Passage:
## Begin
# tank?



## scalar

do acrylic tanks bow,because my new 220 gal one bows very little on the front pane like 1/4 of an inch is this ok.


----------



## aunt kymmie

They shouldn't, unless they are a bow "designed" tank. My 100gl display is an acrylic and the front pane is perfectly straight and level.


----------



## scalar

aunt kymmie said:


> They shouldn't, unless they are a bow "designed" tank. My 100gl display is an acrylic and the front pane is perfectly straight and level.


it bows downwards but very little.


----------



## bearwithfish

could you post a pic??? i am wondering what its sitting on perhaps that may be playing a role in this .. oh and was this a commercially manufactured tank or a DIY?? i only ask because a small design flaw could be the issue also


----------



## scalar

bearwithfish said:


> could you post a pic??? i am wondering what its sitting on perhaps that may be playing a role in this .. oh and was this a commercially manufactured tank or a DIY?? i only ask because a small design flaw could be the issue also


it made by clarity plus and its on a very supported stand.


----------



## bearwithfish

not sure then sorry i can not be more help... i will bow ot for those with more knowledge to assist


----------



## redchigh

Is it on a hard surface?
Many people perfer to place a sheet of foam or something under tanks to spread out the weight....


----------



## scalar

redchigh said:


> Is it on a hard surface?
> Many people perfer to place a sheet of foam or something under tanks to spread out the weight....
## End
Material:
## Begin
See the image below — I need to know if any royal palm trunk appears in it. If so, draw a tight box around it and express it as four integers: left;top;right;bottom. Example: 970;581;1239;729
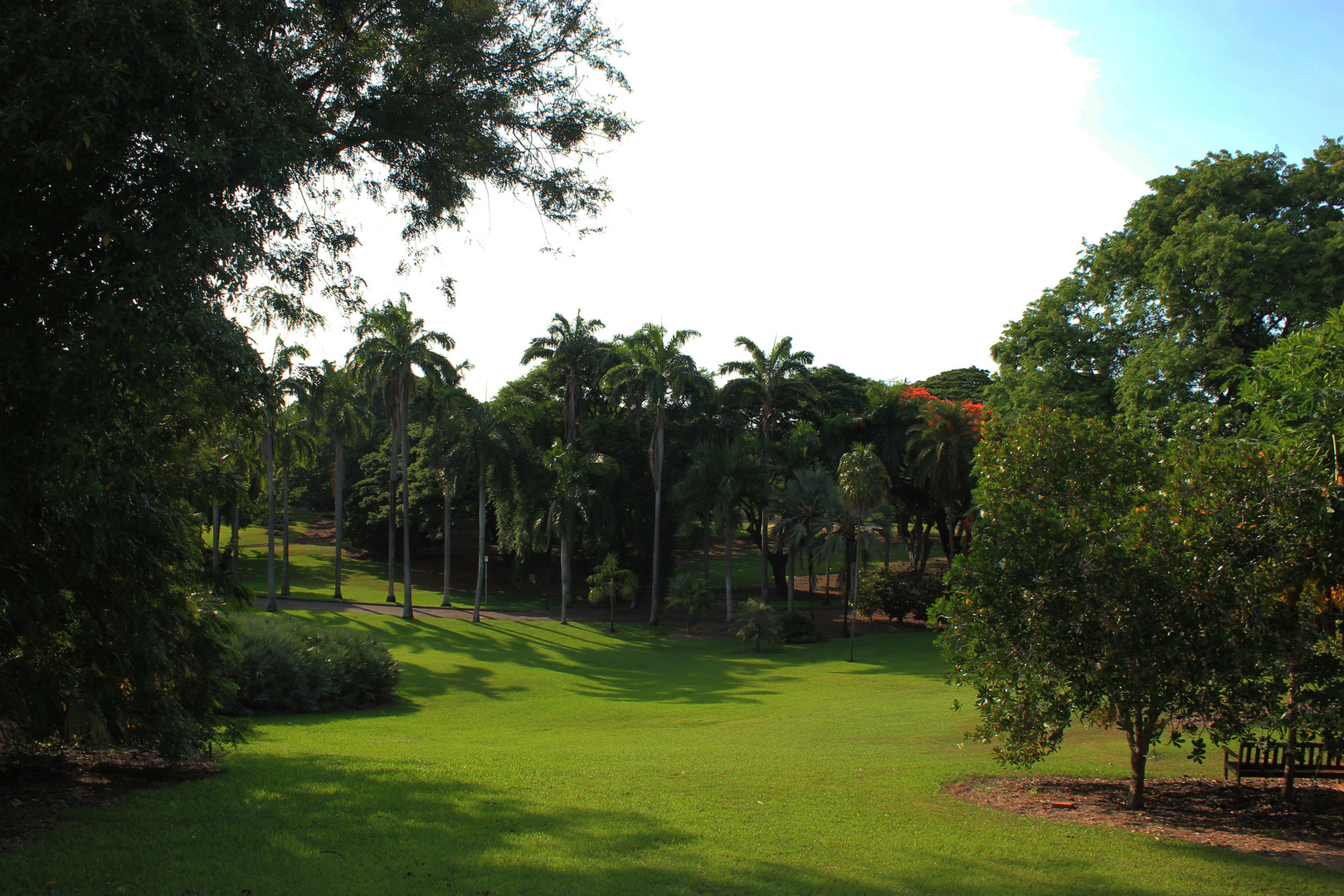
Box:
## End
Brief 1:
In the acrylic tank thread, which company made the 220-gallon tank?
Brief 2:
Carry on the acrylic tank thread from the point where it stops.

Exercise output 1:
Clarity Plus.

Exercise output 2:
yes its on 4x4 and ply wood


----------



## dfbiggs

I have a 10 gallon acrylic and a 37 g glass and they both "bow". It is just very slight...nothing I am concerned about...and they are also directly on wood on a floor with carpet. I figure they are glued together with a flexi-like glue (caulking) so they may adjust a little...maybe even with temp of the room. The 37 gallon does have the strap across the top for extra support and it is a taller tank so I would think it was under more stress than a shorter breeder style tank.. so since you have a larger tank I guess I would expect some expansion..but I am not an expert. Just depends on how much bowing you are talking about I guess. I expect old tanks or ones that have been exposed to extreme temp would be more at risk for this...like one of mine has been kept in my garage here in LV in 100+ degrees...and the other is brand new.

Could also be due to it being off balance...did you get a leveler out and see if it sitting on the floor evenly? If you have it in a carpeted room you will want to make sure it is not sitting on the edge of the carpet because there is a tack strip on the under side that will lean your tank forward..you can feel for it.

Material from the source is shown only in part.